REQUIRED TASK — Reproduce each of the records below verbatim, keeping every line unchanged.

SUPPLIED MATERIAL —

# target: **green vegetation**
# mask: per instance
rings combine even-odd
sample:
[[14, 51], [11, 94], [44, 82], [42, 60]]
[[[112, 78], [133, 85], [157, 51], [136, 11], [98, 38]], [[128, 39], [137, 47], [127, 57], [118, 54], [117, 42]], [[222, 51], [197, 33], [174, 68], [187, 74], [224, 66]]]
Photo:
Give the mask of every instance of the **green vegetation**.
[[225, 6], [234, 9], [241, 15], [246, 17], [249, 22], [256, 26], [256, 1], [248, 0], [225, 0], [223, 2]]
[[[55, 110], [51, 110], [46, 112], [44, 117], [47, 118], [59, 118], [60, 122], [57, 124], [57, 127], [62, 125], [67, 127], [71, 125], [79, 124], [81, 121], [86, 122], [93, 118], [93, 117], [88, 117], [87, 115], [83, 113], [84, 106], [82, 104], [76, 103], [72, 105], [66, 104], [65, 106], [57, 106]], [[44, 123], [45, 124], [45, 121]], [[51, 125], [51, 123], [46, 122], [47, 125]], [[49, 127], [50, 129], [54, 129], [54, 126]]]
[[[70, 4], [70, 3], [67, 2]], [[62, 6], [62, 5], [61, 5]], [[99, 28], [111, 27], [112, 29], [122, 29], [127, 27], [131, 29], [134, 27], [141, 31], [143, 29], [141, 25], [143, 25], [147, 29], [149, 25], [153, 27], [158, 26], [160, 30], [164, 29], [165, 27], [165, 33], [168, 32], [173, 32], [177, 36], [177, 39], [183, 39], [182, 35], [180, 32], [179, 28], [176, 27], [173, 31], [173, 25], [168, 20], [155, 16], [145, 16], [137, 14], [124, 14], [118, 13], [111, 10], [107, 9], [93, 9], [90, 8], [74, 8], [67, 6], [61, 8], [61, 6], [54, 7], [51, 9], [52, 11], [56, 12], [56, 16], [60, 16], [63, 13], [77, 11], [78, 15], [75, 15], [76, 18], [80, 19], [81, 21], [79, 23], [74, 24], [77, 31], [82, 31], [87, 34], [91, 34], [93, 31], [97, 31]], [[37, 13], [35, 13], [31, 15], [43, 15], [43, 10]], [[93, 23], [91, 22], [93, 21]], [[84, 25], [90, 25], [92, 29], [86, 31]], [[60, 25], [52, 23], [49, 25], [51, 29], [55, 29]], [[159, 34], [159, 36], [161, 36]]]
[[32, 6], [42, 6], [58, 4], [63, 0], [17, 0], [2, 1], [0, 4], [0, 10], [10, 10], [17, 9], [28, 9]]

PROBLEM SOLUTION —
# target: **green vegetation**
# mask: per instance
rings combine even-odd
sample:
[[14, 51], [11, 94], [44, 82], [42, 60]]
[[[112, 78], [133, 85], [157, 51], [136, 11], [98, 38]], [[128, 39], [137, 47], [127, 57], [118, 54], [117, 42]], [[222, 51], [197, 33], [174, 68], [187, 74], [224, 66]]]
Photo:
Give the mask of every instance of the **green vegetation**.
[[225, 6], [234, 9], [241, 15], [246, 17], [249, 22], [256, 26], [256, 1], [248, 0], [225, 0], [223, 2]]
[[[55, 110], [51, 110], [46, 112], [44, 117], [47, 118], [59, 118], [60, 122], [57, 124], [57, 127], [62, 125], [67, 127], [71, 125], [79, 124], [81, 121], [86, 122], [93, 118], [93, 117], [88, 117], [87, 115], [83, 113], [84, 106], [82, 104], [76, 103], [72, 105], [66, 104], [65, 106], [57, 106]], [[44, 123], [45, 124], [45, 121]], [[51, 125], [51, 123], [46, 122], [47, 125]], [[49, 127], [50, 129], [54, 129], [54, 126]]]
[[[70, 4], [70, 3], [67, 2]], [[62, 6], [62, 5], [61, 5]], [[99, 28], [111, 27], [112, 29], [122, 29], [127, 27], [131, 29], [134, 27], [141, 31], [143, 29], [141, 25], [143, 25], [147, 29], [149, 25], [153, 27], [158, 26], [160, 30], [164, 29], [165, 27], [165, 33], [168, 32], [173, 32], [177, 36], [177, 39], [183, 39], [182, 35], [180, 32], [179, 28], [176, 27], [173, 31], [173, 25], [168, 20], [155, 16], [145, 16], [137, 14], [124, 14], [118, 13], [111, 10], [107, 9], [93, 9], [90, 8], [74, 8], [67, 6], [61, 8], [61, 6], [54, 7], [51, 9], [52, 11], [56, 12], [56, 16], [60, 16], [63, 13], [77, 11], [78, 15], [75, 15], [76, 18], [80, 19], [81, 21], [79, 23], [74, 24], [77, 31], [82, 31], [87, 34], [91, 34], [93, 31], [97, 31]], [[37, 13], [35, 13], [31, 15], [43, 15], [43, 10]], [[93, 23], [91, 22], [93, 21]], [[84, 25], [90, 25], [92, 29], [86, 31]], [[60, 25], [52, 23], [49, 25], [51, 29], [55, 29]], [[159, 34], [159, 36], [161, 36]]]
[[32, 6], [42, 6], [58, 4], [63, 0], [17, 0], [2, 1], [0, 4], [0, 10], [10, 10], [17, 9], [28, 9]]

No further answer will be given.